### Challenge A
In the urban renewal passage, what activities are described as more complex than planning, construction and development?
### Challenge B
Quote the urban renewal passage, starting at the words "Due to the on-going" and stopping after "urban growth-based structure.".

### Document text
┌──

The situation in Port Elizabeth is not unique. On account of global forces of industrial
transformation, many countries have, and continue to, find themselves struggling with the
renewal of large and redundant inner urban areas that were formerly used for industry and
logistics. A typical challenge in this type of context for renewal is to design development
schemes that will encourage economic growth and revitalisation within these areas. Although
planning, construction and development are systematically methodical activities, economic
and social regeneration are more complex.
Due to the on-going transformation of the economy in South Africa, the urban context is
under constant pressure to change in tandem with pressurised demand for change. The
driving forces in the economy are progressing from a nation-orientated and raw-materialbased
production origin, which formed the industrial society, to a global, regional and
information-orientated urban growth-based structure.
The condition of cities has become one of the qualities – or a prominent part of the overall
quality – of this so-called knowledge economy. The urban environment, the territorially
bounded areas which comprise it and the conditions of the environment within which it
exists, are important factors for competitiveness, at both a city and regional level. Observed
in reverse, competitiveness has also become a critical factor in achieving complex urban
change from a new perspective of economic growth.

└──

### Dataset content

┌──

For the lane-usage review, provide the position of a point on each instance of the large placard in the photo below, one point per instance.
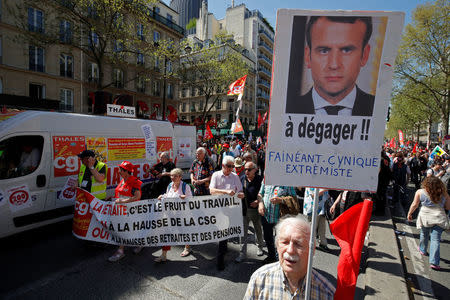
(194, 220)
(332, 79)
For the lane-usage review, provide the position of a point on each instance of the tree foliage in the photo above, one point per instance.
(104, 30)
(212, 69)
(422, 67)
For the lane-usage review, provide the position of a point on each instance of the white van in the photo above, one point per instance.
(38, 153)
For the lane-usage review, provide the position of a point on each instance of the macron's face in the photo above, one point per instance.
(336, 57)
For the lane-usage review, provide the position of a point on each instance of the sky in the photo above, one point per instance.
(268, 8)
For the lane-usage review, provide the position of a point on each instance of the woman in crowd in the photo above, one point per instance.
(128, 190)
(177, 188)
(432, 219)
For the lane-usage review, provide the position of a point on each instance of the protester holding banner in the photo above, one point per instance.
(161, 171)
(269, 198)
(432, 219)
(177, 188)
(201, 172)
(286, 279)
(92, 174)
(251, 183)
(128, 190)
(225, 182)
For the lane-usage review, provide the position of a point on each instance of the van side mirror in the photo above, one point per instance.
(41, 180)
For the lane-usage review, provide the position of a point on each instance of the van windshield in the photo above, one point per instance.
(20, 155)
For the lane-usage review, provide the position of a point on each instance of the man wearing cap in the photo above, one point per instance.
(92, 175)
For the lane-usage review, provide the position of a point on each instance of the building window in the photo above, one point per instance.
(140, 84)
(36, 91)
(93, 39)
(66, 65)
(140, 59)
(36, 57)
(156, 36)
(169, 91)
(219, 104)
(66, 99)
(93, 72)
(65, 32)
(157, 63)
(156, 88)
(35, 20)
(118, 78)
(140, 32)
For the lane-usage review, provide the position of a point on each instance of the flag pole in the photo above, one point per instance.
(312, 242)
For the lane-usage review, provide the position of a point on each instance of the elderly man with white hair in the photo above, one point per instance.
(226, 182)
(286, 279)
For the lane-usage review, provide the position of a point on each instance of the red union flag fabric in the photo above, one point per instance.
(237, 87)
(349, 230)
(208, 133)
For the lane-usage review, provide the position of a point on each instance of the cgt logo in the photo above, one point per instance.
(69, 193)
(19, 197)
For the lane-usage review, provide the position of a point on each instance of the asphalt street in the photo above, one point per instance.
(423, 282)
(49, 263)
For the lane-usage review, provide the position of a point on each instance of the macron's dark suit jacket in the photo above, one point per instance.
(304, 104)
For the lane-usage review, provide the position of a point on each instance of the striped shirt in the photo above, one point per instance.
(269, 282)
(272, 211)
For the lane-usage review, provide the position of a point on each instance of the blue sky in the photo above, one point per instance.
(269, 7)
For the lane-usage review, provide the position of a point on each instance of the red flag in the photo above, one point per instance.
(208, 133)
(415, 148)
(237, 87)
(400, 137)
(265, 117)
(260, 120)
(392, 143)
(349, 230)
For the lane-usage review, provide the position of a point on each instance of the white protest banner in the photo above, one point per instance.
(3, 199)
(195, 220)
(69, 191)
(332, 80)
(150, 142)
(114, 110)
(19, 198)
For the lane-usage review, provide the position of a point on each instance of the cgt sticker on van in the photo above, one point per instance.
(19, 198)
(65, 151)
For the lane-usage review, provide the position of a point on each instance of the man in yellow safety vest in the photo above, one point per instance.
(92, 175)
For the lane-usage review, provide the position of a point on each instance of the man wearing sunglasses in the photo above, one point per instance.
(228, 183)
(251, 183)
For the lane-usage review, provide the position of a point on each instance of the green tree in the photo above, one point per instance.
(422, 67)
(104, 30)
(212, 69)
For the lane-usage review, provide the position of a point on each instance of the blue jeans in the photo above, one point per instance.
(436, 233)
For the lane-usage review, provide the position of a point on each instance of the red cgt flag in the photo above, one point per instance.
(237, 87)
(208, 133)
(349, 230)
(260, 120)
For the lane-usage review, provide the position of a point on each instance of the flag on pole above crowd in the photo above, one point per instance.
(237, 87)
(437, 151)
(208, 133)
(238, 127)
(400, 138)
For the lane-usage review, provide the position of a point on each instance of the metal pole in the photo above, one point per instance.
(164, 89)
(312, 242)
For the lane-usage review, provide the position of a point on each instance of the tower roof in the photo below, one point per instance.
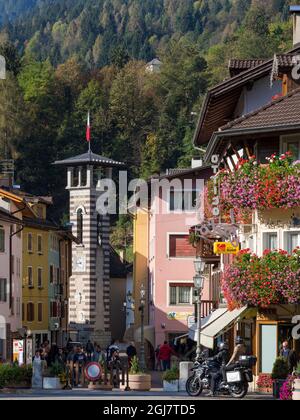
(90, 158)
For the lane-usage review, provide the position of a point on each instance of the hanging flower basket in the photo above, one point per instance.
(260, 282)
(256, 186)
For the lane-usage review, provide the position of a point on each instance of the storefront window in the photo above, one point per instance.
(268, 334)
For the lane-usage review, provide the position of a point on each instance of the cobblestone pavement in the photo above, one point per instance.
(85, 394)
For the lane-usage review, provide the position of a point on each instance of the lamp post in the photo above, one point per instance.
(199, 279)
(25, 334)
(142, 310)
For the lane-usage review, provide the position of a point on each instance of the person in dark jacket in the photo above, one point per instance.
(222, 359)
(131, 353)
(290, 356)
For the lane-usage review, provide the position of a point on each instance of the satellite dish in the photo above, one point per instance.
(93, 372)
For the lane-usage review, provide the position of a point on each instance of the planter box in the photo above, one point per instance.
(171, 386)
(51, 383)
(140, 382)
(296, 392)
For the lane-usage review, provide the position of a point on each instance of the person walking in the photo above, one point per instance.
(165, 354)
(131, 353)
(89, 350)
(290, 356)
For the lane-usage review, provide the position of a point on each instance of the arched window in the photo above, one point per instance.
(80, 225)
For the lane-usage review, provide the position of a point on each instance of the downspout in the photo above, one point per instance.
(11, 235)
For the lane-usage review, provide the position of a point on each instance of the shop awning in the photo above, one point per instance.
(222, 323)
(149, 334)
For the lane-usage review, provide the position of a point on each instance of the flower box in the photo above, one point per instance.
(172, 386)
(258, 187)
(262, 281)
(296, 391)
(51, 383)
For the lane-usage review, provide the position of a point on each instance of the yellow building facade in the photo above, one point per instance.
(35, 307)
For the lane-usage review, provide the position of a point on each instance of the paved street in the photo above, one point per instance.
(85, 394)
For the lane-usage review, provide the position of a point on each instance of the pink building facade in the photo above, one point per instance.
(10, 279)
(171, 258)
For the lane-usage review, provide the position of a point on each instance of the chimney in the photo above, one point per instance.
(295, 11)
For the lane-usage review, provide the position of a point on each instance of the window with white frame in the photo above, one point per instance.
(270, 240)
(40, 277)
(29, 242)
(291, 144)
(183, 200)
(3, 290)
(180, 294)
(2, 239)
(40, 244)
(292, 241)
(30, 276)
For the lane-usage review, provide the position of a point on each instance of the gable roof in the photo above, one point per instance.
(237, 66)
(280, 115)
(90, 158)
(221, 100)
(283, 111)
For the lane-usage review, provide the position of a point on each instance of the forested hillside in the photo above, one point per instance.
(66, 57)
(92, 29)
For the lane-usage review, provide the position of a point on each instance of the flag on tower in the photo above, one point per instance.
(88, 129)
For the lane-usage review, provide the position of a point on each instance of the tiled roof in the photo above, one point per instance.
(236, 64)
(283, 111)
(90, 158)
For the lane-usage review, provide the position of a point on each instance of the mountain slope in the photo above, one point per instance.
(92, 29)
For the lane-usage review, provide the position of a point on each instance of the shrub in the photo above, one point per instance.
(11, 375)
(280, 369)
(171, 375)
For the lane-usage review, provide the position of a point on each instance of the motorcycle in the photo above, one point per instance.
(237, 381)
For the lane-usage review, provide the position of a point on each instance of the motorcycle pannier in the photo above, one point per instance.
(248, 361)
(234, 377)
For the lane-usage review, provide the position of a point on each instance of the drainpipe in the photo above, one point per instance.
(10, 255)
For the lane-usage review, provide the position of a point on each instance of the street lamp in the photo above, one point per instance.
(142, 310)
(199, 280)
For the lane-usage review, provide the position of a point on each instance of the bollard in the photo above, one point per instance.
(185, 372)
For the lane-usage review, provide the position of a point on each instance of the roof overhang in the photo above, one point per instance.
(220, 101)
(218, 136)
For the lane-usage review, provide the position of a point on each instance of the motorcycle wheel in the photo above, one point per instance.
(194, 386)
(239, 391)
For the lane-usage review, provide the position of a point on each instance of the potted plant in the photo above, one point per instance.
(296, 391)
(52, 379)
(279, 375)
(138, 380)
(264, 383)
(171, 380)
(15, 376)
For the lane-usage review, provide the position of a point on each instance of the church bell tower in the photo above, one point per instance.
(89, 290)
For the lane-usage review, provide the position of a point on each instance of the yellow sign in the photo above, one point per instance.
(225, 248)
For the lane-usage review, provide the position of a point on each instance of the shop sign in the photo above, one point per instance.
(178, 316)
(225, 248)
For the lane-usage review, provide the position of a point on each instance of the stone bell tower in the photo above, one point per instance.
(89, 291)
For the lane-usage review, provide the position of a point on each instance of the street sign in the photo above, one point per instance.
(191, 321)
(225, 248)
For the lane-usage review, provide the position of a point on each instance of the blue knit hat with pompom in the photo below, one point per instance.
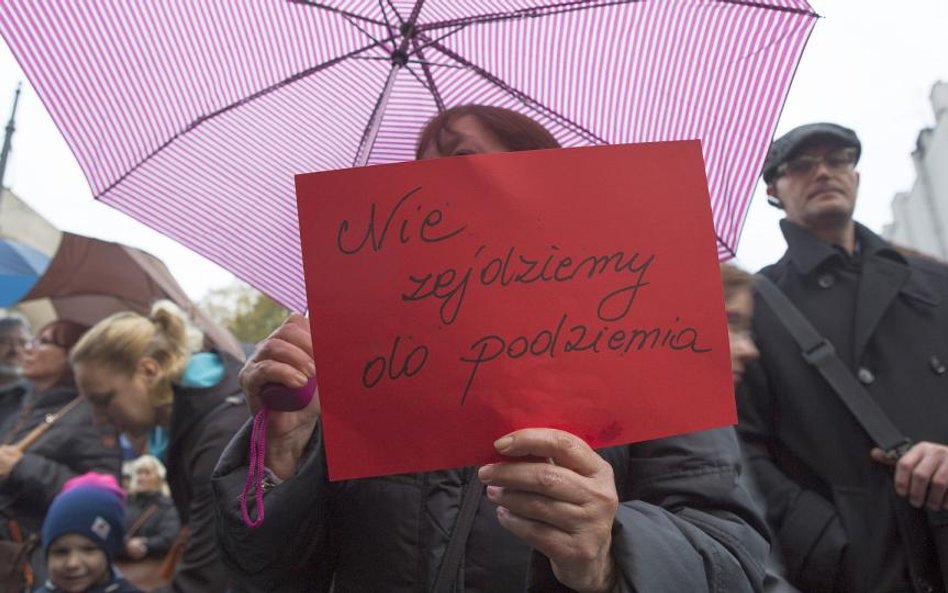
(89, 510)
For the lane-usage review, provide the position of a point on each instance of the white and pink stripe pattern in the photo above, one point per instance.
(193, 116)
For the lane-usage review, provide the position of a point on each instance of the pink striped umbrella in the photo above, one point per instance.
(194, 116)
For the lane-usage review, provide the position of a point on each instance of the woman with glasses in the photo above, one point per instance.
(38, 456)
(14, 336)
(141, 372)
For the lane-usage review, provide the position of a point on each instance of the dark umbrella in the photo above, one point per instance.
(89, 279)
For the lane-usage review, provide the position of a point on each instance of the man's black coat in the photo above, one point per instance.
(831, 507)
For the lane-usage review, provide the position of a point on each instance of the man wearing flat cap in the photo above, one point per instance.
(846, 517)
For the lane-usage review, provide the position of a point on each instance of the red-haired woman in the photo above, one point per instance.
(665, 515)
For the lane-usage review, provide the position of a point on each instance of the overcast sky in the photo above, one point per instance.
(869, 65)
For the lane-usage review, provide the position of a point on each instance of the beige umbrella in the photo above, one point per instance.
(89, 279)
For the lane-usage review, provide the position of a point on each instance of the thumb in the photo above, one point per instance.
(879, 456)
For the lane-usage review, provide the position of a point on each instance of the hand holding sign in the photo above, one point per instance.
(285, 358)
(563, 509)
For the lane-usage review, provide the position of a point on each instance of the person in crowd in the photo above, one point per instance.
(38, 456)
(739, 308)
(82, 534)
(14, 338)
(846, 517)
(150, 518)
(139, 372)
(665, 515)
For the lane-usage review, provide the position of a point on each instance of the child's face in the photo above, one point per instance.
(76, 563)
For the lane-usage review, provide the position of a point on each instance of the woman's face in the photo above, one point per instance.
(740, 309)
(147, 479)
(45, 361)
(117, 399)
(468, 137)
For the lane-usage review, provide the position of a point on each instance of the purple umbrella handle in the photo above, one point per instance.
(286, 399)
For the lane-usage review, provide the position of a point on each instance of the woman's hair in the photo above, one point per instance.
(735, 280)
(120, 341)
(157, 466)
(516, 131)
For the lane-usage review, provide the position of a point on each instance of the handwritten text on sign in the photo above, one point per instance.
(457, 299)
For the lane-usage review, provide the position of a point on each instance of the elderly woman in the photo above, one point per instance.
(38, 457)
(151, 521)
(665, 515)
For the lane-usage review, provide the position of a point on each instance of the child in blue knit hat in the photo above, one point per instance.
(82, 533)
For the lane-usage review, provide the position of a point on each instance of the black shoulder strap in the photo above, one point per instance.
(821, 354)
(444, 582)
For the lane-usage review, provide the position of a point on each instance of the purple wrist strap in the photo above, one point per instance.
(258, 449)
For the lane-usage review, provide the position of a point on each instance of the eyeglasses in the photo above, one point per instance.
(836, 161)
(14, 343)
(44, 341)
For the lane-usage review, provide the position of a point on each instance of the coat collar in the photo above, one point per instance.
(191, 404)
(808, 252)
(885, 273)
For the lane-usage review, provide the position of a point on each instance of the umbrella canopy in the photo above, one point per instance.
(89, 279)
(194, 116)
(20, 267)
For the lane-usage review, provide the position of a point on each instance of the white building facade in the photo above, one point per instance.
(920, 216)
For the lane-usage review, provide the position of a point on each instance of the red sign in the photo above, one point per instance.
(455, 300)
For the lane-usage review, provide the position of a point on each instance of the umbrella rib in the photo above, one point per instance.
(391, 5)
(399, 60)
(418, 48)
(762, 6)
(526, 99)
(338, 11)
(533, 12)
(426, 69)
(249, 98)
(352, 22)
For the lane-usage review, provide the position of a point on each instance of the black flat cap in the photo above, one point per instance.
(788, 145)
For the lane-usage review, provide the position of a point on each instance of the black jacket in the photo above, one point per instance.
(73, 446)
(11, 397)
(117, 585)
(830, 506)
(684, 525)
(202, 423)
(159, 528)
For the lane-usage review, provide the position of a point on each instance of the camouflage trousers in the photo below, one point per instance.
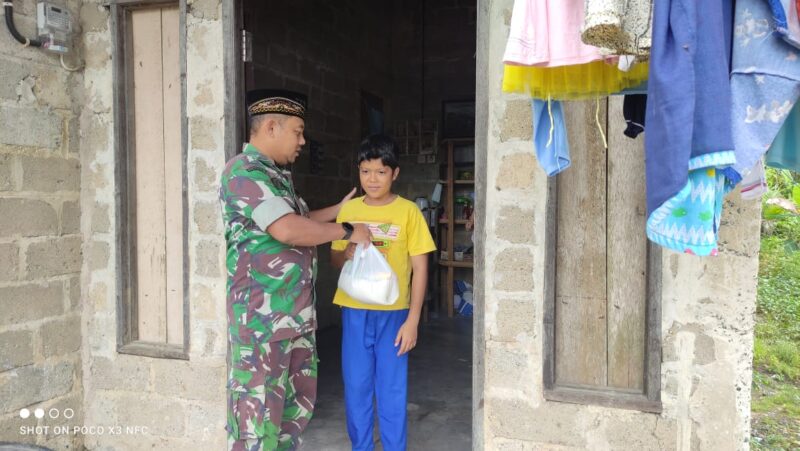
(271, 393)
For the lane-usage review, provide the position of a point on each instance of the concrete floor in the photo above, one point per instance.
(439, 391)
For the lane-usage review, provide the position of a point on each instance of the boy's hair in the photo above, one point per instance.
(379, 147)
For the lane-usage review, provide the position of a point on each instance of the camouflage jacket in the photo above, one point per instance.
(270, 284)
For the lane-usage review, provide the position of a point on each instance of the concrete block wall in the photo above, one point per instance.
(175, 404)
(330, 52)
(707, 306)
(40, 240)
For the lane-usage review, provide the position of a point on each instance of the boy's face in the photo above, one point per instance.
(376, 179)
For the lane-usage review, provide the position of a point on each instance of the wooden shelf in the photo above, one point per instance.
(447, 227)
(456, 263)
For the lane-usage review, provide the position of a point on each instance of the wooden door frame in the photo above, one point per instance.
(234, 120)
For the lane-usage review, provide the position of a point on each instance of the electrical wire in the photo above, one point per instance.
(8, 7)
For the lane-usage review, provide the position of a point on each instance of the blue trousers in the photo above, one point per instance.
(372, 368)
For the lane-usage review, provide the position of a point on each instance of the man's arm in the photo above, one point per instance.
(338, 258)
(329, 214)
(407, 335)
(301, 231)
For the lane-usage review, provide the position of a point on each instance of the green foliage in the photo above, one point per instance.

└──

### Written reply A
Economic and social regeneration.

### Written reply B
Due to the on-going transformation of the economy in South Africa, the urban context is
under constant pressure to change in tandem with pressurised demand for change. The
driving forces in the economy are progressing from a nation-orientated and raw-materialbased
production origin, which formed the industrial society, to a global, regional and
information-orientated urban growth-based structure.